Work task:
For each statement (a), (b) and (c), say yes or no as to whether it agrees with the text on doctors and food allergies, and quote the deciding words from the text. (a) The scientific meeting described was held in Atlanta in November 2014. (b) Every flu vaccination medication uses fertilized chicken eggs in its formula. (c) An allergist is a doctor who specializes in the diagnosis and treatment of allergic diseases.

When most people experience a pronounced medical ailment, their first inclination is to seek medical guidance or assistance. The most common form of medical guidance comes in the shape of a visit to the family doctor, or in cases of a specific and focused issue, a specialist. A food allergy is no different. If your child appeared to be suffering from symptoms of a food allergy, your immediate inclination would likely be to seek the assistance of his or her pediatrician or the family doctor to determine if in fact the symptoms are evidence of a true food allergy or indicate something else. Doctors are often the first stop on the road to clarity and resolution. Seems about right, correct? But, should that stop be the only stop?
Think about this for a moment: each doctor, upon completing medical school and beginning residency, chooses a specialty in which to practice. Though a board certified doctor is qualified to provide medical treatment over a broad generalized area, each spends between 3-5 years honing their skill and proficiency in a highly specific area, their specialty. So, ask yourself, what is your family doctor’s specialty? Is it internal medicine, general practice or something else? And what is her experience with treating allergies? Or is your doctor an allergist? An allergist is a doctor who specializes in the diagnosis and treatment of allergic diseases and related conditions.
In November 2014, hundreds of doctors, allergists, health professionals and industry representatives met in Atlanta for the Annual American College of Allergy & Clinical Immunology (ACAAI) scientific meeting. The focus of the meeting was to discuss and review the latest diagnostic techniques and treatments in development as well as peer review studies not yet published; one of those studies exposed gaps in internists’ and pediatricians’ knowledge of current best practices in allergy treatment.
Do you know where you doctor falls within the following statistics?
- 50 percent of internists did not know that the best first line treatment for a severe food allergy reaction is epinephrine.
- 85 percent of internists did not know the flu shot is now considered safe for patients with an egg allergy. Although in 2012 scientific studies minimized the correlation between egg allergies and the flu shot, these physicians still believed the flu shot should not be administered to patients with an egg allergy. Additionally, there are currently several flu vaccination medications, many of which use neither fertilized chicken eggs nor the flu virus in their formulas.
- 73 percent of pediatricians did not know that the most common causes of food allergies in children under age 4 are milk and eggs.

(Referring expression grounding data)

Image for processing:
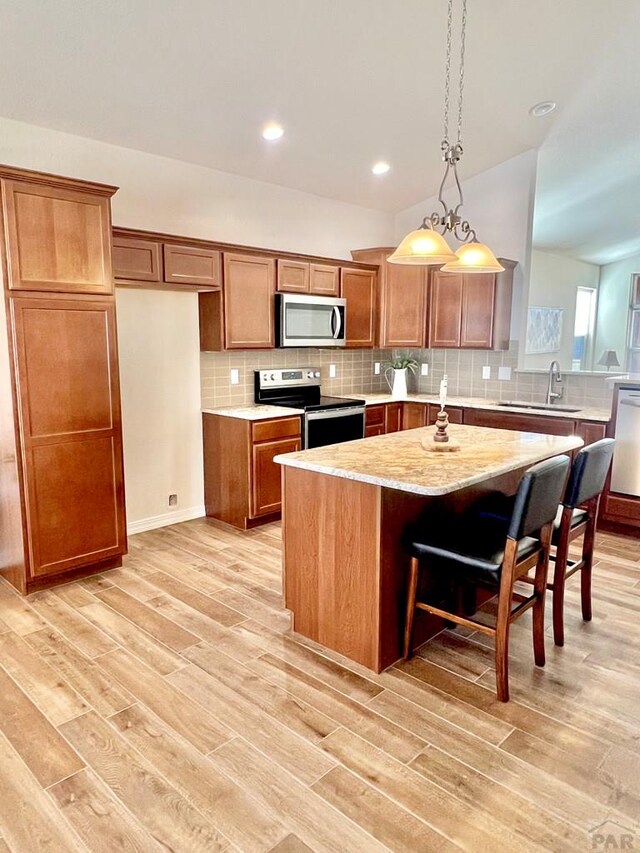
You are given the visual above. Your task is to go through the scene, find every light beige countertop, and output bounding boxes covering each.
[202,403,304,421]
[274,424,583,496]
[351,392,608,422]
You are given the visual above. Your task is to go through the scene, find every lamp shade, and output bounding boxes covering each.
[387,224,456,266]
[598,349,620,368]
[442,241,504,273]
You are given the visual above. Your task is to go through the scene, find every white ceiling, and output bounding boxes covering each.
[0,0,640,262]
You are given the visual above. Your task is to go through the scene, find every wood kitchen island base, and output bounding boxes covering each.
[276,426,581,672]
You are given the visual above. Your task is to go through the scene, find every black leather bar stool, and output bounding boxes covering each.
[404,456,570,702]
[547,438,615,646]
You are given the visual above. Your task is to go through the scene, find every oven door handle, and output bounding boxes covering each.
[331,305,342,340]
[305,406,364,421]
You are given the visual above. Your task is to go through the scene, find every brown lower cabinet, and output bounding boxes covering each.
[202,413,300,530]
[0,167,127,593]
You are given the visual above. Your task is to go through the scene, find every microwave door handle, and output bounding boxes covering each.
[331,305,342,340]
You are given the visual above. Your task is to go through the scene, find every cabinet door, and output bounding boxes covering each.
[277,258,309,293]
[164,243,222,288]
[224,252,276,349]
[402,403,427,429]
[460,273,496,349]
[364,424,384,438]
[251,438,300,518]
[2,180,113,294]
[309,264,340,296]
[429,272,462,348]
[340,267,377,347]
[379,263,427,347]
[11,297,126,577]
[113,237,162,281]
[384,403,402,433]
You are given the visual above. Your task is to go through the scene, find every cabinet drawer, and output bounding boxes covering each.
[164,243,222,287]
[113,237,162,281]
[364,405,385,427]
[251,417,300,441]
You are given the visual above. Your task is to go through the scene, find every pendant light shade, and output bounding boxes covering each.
[442,241,504,273]
[387,224,456,266]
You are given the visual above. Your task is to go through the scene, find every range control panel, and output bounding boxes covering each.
[255,367,320,388]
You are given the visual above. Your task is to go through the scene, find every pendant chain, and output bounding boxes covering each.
[443,0,467,149]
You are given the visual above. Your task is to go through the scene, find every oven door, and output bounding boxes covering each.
[276,293,346,347]
[303,406,364,449]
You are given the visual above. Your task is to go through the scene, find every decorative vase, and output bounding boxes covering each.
[384,367,407,400]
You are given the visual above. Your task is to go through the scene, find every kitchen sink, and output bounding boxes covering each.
[498,403,580,413]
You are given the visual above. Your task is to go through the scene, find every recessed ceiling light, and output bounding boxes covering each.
[262,121,284,141]
[529,101,558,118]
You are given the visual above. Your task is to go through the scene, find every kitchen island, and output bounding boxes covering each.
[275,424,583,672]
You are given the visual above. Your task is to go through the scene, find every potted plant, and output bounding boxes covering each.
[384,355,418,400]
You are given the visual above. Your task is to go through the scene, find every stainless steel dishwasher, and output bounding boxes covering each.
[611,386,640,497]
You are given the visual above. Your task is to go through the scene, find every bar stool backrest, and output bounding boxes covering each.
[563,438,615,509]
[507,455,571,540]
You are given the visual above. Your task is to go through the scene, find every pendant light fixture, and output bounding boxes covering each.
[387,0,504,273]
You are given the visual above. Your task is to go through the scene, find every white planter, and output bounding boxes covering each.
[384,367,407,400]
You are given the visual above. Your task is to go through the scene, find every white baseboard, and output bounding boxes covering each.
[127,504,205,536]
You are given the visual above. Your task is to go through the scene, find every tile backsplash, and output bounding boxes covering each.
[200,341,612,409]
[200,348,389,409]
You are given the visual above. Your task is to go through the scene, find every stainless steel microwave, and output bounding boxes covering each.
[276,293,347,347]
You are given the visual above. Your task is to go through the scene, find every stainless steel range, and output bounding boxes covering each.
[254,367,364,448]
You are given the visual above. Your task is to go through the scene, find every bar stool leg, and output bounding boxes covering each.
[553,507,572,646]
[580,496,600,622]
[533,527,555,666]
[403,557,420,660]
[495,539,517,702]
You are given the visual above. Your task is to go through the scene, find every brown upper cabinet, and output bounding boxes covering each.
[340,267,377,348]
[276,258,340,296]
[113,237,162,282]
[428,258,515,350]
[347,248,428,348]
[199,252,276,351]
[113,231,222,290]
[163,243,222,287]
[2,178,113,294]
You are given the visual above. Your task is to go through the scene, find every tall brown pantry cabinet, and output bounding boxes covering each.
[0,166,126,594]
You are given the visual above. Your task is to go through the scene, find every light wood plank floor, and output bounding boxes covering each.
[0,519,640,853]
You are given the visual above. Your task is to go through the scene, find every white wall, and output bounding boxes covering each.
[395,150,537,340]
[522,249,600,371]
[0,118,393,530]
[595,250,640,367]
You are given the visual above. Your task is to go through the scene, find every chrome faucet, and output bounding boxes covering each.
[546,360,562,406]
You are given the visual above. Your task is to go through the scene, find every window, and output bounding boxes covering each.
[571,287,597,370]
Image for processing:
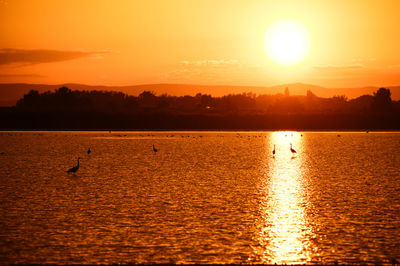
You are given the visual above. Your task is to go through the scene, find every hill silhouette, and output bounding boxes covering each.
[0,87,400,130]
[0,83,400,106]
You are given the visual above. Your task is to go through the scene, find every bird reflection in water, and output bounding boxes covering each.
[257,132,312,264]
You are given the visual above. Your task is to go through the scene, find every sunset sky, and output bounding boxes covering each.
[0,0,400,87]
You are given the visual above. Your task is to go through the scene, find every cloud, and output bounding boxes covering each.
[0,74,45,78]
[182,59,239,67]
[0,49,106,65]
[314,64,364,71]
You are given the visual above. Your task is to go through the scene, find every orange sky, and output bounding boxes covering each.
[0,0,400,87]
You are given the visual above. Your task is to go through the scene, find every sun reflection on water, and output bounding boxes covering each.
[258,132,311,264]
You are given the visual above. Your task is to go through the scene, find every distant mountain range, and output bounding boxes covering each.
[0,83,400,106]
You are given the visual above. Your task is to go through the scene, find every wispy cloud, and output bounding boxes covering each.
[0,49,106,65]
[0,74,44,78]
[182,59,239,67]
[314,63,365,71]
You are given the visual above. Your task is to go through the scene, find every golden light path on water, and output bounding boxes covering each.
[258,132,312,264]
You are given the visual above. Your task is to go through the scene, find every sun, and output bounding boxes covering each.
[264,19,310,66]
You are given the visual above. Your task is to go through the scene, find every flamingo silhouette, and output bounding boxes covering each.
[67,157,80,173]
[290,143,297,154]
[153,144,159,152]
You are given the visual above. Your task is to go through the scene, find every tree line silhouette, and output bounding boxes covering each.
[0,87,400,130]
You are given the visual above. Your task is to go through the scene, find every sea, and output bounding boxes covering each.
[0,131,400,265]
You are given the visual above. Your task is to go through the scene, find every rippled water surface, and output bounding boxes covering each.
[0,132,400,264]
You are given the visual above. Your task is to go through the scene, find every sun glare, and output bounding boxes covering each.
[264,19,310,66]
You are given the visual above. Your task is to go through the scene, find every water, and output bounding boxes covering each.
[0,132,400,264]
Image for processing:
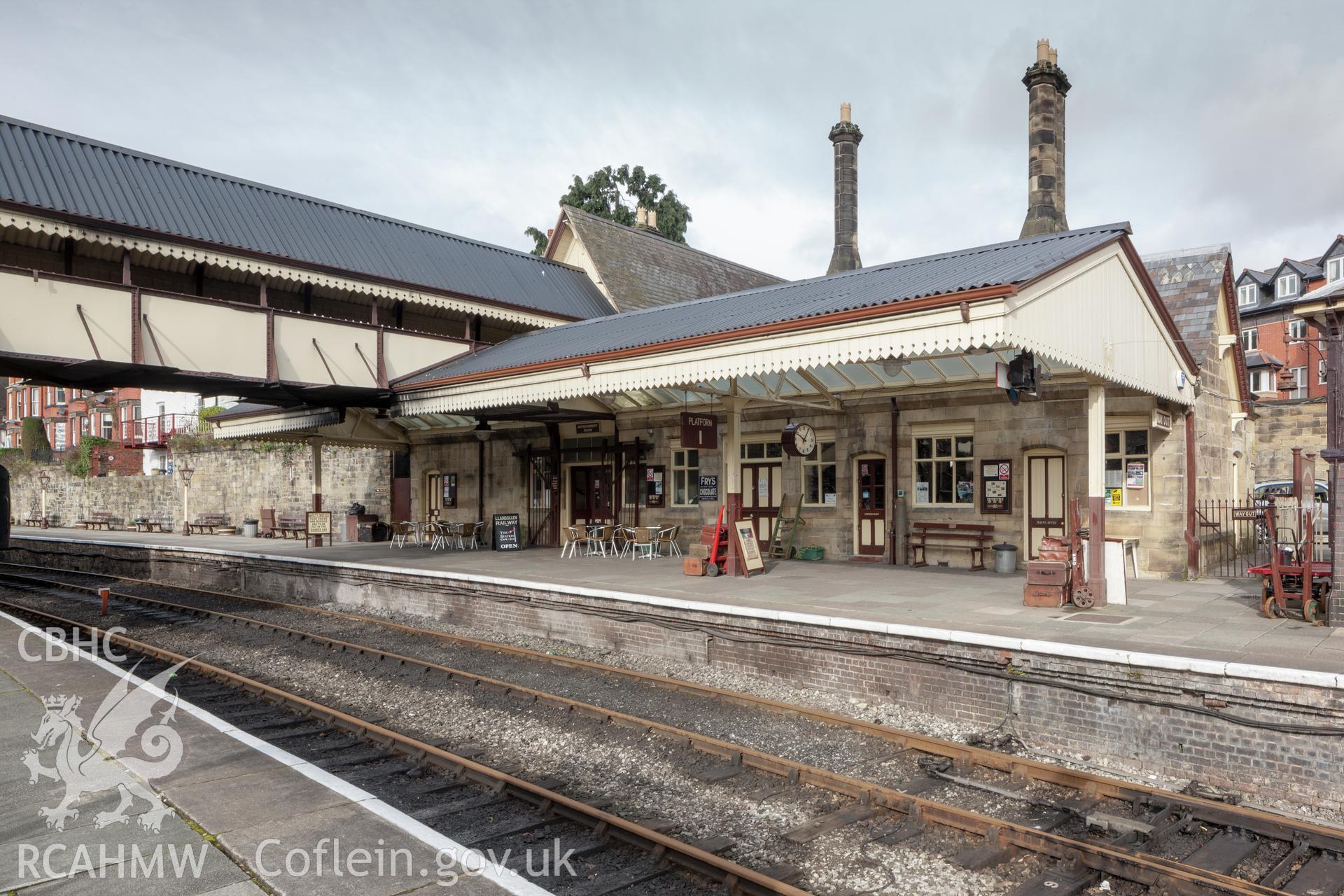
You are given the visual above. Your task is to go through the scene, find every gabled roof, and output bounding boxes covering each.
[0,117,612,318]
[1142,243,1235,364]
[395,223,1130,391]
[547,206,783,312]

Response box:
(a) Yes: "In November 2014, hundreds of doctors, allergists, health professionals and industry representatives met in Atlanta"
(b) No: "there are currently several flu vaccination medications, many of which use neither fertilized chicken eggs nor the flu virus in their formulas"
(c) Yes: "An allergist is a doctor who specializes in the diagnosis and treatment of allergic diseases and related conditions."